= Beginning of Section =
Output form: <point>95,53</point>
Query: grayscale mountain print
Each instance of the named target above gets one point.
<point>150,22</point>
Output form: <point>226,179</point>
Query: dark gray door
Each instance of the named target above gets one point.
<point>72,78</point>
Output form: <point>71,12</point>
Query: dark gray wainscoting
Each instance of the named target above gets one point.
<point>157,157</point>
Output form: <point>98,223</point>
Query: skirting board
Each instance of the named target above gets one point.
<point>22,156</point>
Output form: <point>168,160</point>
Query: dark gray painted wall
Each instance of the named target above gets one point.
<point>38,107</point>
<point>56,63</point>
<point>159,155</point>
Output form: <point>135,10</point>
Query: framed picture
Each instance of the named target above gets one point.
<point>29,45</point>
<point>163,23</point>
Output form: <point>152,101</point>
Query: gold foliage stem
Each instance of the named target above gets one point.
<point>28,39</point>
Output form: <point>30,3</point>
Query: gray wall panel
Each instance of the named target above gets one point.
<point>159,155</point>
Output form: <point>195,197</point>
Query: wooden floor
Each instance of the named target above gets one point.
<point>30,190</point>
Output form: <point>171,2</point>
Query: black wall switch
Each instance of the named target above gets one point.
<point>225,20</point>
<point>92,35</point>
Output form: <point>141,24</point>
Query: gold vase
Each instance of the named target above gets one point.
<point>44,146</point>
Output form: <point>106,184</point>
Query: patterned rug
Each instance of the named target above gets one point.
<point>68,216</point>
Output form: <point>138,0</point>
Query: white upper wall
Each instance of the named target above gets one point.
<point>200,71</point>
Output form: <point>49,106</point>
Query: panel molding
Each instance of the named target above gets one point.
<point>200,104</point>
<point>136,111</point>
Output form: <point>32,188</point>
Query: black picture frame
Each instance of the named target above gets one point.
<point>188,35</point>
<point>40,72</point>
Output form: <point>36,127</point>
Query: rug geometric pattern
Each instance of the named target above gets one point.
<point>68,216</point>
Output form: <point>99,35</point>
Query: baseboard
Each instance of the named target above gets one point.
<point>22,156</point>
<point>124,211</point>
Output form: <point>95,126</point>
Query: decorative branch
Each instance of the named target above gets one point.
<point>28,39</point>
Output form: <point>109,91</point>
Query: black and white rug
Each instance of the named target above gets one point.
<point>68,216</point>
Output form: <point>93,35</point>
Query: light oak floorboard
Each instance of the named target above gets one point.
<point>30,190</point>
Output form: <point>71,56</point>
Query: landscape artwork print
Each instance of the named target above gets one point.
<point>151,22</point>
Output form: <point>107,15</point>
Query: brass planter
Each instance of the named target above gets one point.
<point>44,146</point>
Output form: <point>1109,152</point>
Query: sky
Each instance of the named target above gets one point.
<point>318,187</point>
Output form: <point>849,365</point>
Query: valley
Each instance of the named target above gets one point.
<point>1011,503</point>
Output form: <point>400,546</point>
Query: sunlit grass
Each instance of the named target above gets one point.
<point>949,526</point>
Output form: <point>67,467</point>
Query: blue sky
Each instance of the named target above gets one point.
= End of Section =
EXERCISE PROMPT
Search the data above for lines holding "white" and copy each of them.

TASK ANSWER
Query: white upper wall
Query: black and white rug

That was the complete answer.